Instructions for the task:
Copy all lines in the material holding the string "slope".

Data records:
== Segment start ==
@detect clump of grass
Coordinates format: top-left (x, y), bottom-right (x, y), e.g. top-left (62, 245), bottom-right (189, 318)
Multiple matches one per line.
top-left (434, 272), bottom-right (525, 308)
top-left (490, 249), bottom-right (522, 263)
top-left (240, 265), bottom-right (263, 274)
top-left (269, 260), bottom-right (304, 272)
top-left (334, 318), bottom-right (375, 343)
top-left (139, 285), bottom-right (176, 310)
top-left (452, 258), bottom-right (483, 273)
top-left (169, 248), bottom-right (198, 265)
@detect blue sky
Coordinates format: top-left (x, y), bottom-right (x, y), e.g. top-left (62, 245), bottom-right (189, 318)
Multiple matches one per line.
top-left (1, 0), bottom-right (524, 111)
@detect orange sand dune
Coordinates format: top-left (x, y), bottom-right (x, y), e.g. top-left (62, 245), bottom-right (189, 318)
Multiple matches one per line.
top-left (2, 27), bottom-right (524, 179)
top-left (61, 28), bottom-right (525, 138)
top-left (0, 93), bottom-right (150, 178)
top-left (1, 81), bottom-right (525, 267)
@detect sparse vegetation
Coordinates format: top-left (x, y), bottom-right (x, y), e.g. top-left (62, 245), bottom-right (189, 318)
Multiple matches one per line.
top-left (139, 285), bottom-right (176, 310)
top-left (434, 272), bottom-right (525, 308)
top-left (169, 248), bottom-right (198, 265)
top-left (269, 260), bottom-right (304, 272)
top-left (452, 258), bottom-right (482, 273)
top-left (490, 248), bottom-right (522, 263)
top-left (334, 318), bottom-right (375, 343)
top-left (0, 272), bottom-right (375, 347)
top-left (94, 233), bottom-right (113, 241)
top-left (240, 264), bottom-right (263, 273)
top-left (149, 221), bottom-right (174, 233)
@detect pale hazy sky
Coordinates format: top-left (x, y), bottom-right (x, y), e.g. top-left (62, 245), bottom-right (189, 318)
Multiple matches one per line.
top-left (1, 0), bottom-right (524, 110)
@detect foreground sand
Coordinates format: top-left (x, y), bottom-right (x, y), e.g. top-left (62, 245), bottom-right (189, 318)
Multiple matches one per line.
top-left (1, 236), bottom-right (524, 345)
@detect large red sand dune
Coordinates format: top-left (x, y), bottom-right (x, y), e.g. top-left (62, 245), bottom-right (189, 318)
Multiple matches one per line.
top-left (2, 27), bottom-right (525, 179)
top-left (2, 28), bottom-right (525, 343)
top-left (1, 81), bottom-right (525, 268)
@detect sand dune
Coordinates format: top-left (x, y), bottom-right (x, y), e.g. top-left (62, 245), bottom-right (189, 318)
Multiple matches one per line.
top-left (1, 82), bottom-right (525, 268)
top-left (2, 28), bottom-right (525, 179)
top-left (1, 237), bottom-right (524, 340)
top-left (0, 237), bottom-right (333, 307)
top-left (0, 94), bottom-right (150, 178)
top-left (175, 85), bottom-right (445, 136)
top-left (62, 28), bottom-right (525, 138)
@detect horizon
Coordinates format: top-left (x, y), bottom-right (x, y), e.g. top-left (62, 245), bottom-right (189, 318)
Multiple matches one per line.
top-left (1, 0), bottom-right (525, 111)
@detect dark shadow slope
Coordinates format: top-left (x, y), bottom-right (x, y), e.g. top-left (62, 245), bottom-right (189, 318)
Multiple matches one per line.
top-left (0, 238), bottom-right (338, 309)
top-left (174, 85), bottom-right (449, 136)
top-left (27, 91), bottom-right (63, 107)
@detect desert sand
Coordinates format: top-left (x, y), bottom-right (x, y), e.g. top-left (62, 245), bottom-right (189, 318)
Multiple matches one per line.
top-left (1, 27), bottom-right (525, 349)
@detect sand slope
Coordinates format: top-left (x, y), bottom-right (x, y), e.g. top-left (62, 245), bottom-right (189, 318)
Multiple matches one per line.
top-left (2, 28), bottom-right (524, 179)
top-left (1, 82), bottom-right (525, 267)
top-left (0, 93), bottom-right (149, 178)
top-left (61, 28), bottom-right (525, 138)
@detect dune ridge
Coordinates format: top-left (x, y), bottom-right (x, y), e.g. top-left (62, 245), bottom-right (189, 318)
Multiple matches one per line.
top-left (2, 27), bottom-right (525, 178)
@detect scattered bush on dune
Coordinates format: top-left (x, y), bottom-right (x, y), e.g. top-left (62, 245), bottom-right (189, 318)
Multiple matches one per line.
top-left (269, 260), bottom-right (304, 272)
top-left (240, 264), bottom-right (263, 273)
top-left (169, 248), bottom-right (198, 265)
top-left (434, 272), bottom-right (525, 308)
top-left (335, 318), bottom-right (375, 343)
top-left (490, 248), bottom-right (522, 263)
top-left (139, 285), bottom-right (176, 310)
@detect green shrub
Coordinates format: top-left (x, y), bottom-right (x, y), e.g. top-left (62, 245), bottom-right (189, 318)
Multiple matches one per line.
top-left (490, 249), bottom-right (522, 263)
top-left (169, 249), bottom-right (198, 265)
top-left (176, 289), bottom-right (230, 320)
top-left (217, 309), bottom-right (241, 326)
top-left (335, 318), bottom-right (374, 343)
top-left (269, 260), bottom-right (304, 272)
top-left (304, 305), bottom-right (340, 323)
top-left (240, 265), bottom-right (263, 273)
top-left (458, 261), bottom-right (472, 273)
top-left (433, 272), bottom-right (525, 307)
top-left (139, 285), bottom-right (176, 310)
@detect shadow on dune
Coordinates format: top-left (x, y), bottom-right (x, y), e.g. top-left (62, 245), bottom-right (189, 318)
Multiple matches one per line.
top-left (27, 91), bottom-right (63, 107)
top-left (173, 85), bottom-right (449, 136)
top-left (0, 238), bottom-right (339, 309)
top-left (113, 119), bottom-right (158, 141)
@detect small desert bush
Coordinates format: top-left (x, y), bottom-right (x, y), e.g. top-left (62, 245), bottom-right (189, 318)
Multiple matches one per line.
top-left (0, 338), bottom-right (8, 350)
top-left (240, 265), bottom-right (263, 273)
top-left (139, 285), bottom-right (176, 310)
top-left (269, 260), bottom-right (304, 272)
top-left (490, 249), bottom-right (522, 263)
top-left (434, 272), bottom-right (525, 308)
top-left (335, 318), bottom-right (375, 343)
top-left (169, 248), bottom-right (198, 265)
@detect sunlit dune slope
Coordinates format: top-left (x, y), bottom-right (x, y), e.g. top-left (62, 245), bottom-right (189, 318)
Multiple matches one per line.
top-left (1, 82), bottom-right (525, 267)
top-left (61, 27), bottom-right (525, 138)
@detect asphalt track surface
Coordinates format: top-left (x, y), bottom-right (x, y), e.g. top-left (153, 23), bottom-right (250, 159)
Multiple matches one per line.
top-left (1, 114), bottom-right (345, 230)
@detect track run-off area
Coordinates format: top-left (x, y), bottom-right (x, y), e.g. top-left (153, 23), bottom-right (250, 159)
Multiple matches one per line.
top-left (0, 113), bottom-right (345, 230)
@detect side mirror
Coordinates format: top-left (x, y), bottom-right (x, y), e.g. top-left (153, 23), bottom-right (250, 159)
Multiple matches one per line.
== Segment end ==
Task result:
@detect dark shadow slope
@detect sand slope
@detect sunlit dune slope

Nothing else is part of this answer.